- EXERCISES:
[1] In the article about twins with different fathers, what is the name of the process by which a woman's twins can have two different fathers?
[2] Reproduce word for word the part of the article about twins with different fathers that opens with "The incredible case" and closes with "with her boyfriend.".

- EXERCISE PASSAGE:
Woman gives birth to twins with different fathers
A NEW mum has given birth to twins – who have two different fathers.
The incredible case was revealed after the woman, identified only as T.M., named her current boyfriend as the father of her twins.
But T.M. admitted before maternity papers were signed that she had actually slept with a different man a week after she believed she conceived with her boyfriend.
A paternity test was carried out and it was revealed that the two men had each fathered one of the twins, who are now toddlers.
Now the woman’s original partner only has to pay out child support for one of the children.
Passaic County Judge Sohail Mohammad made the ruling in the paternity case on Monday, the New Jersey Law Journal reported.
Paternity tests showed the woman’s former boyfriend was almost certainly the father of one twin – but wasn’t the father of the other.
Now he only has to pay out $28 – around £18 – per week for his daughter.
Judge Mohammad said he found just two other court cases of a woman giving birth to twins from separate dads, which occurs in one out of every 13,000 reported paternity cases involving twins.
It seems medically impossible, but a woman can give birth to twins with two fathers when she has sex with two different men in the same week.
In a process known as heteropaternal superfecundation, the rare incident occurs when a woman releases two eggs during her menstrual cycle and different men fertilise one egg each.
It is a more common occurrence when the same dad fertilises two eggs during separate incidences of sex.

- DATA SHOWN:
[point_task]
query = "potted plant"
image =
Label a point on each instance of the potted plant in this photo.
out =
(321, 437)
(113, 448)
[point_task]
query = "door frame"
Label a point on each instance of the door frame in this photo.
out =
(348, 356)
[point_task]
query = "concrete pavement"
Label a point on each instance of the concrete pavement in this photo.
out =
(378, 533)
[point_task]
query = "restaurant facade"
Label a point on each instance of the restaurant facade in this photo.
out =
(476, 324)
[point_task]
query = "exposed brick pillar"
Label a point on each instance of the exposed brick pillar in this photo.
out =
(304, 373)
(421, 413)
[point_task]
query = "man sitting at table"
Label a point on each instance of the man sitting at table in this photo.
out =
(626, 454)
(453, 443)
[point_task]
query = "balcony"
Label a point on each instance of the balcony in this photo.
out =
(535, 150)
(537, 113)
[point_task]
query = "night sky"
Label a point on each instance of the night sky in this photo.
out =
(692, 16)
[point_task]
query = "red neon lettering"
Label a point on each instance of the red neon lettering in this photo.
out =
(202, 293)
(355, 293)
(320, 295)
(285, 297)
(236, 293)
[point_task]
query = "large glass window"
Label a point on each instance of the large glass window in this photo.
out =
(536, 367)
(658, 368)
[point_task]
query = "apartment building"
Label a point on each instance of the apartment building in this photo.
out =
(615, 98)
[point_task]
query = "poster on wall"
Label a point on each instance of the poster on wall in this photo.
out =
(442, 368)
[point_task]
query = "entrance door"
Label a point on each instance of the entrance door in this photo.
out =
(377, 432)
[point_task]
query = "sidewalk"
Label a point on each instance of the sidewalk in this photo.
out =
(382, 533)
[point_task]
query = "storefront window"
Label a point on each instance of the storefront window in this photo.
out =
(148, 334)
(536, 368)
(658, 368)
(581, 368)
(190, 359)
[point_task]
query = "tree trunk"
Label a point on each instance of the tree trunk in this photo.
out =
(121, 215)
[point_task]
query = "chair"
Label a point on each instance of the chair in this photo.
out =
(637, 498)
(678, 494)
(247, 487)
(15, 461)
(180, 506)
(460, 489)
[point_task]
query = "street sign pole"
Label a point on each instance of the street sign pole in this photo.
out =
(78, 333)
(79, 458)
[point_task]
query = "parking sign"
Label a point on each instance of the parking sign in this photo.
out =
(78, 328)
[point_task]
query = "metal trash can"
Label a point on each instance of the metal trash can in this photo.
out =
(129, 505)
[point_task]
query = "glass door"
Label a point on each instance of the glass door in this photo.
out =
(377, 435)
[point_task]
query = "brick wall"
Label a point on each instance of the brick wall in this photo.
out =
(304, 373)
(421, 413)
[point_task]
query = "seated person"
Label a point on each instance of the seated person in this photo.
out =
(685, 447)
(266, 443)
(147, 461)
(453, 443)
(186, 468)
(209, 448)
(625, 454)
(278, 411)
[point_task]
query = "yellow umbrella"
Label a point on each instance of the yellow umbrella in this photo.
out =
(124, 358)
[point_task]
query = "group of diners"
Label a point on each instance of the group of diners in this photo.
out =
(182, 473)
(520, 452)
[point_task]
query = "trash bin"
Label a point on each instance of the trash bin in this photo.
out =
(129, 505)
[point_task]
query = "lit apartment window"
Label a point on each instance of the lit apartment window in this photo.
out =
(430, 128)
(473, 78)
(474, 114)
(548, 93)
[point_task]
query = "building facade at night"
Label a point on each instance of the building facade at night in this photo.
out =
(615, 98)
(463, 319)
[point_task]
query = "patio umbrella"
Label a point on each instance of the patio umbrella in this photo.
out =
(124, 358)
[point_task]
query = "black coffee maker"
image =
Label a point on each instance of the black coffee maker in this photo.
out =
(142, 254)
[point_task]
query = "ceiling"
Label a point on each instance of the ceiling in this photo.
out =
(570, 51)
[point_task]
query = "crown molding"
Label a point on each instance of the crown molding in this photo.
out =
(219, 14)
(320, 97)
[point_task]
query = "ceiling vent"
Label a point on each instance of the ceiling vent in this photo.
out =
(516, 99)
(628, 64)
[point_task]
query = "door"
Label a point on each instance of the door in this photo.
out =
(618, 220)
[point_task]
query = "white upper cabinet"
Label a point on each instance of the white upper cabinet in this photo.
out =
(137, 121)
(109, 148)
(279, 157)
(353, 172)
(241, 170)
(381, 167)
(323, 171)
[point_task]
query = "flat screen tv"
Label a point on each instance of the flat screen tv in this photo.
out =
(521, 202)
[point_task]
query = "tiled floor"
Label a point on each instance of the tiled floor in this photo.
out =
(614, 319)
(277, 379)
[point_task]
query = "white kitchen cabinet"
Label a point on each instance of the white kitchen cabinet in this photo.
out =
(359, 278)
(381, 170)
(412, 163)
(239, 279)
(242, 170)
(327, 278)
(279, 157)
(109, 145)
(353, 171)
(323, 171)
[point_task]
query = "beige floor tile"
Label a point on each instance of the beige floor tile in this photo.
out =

- SOLVED PROBLEMS:
[1] Heteropaternal superfecundation.

[2]
The incredible case was revealed after the woman, identified only as T.M., named her current boyfriend as the father of her twins.
But T.M. admitted before maternity papers were signed that she had actually slept with a different man a week after she believed she conceived with her boyfriend.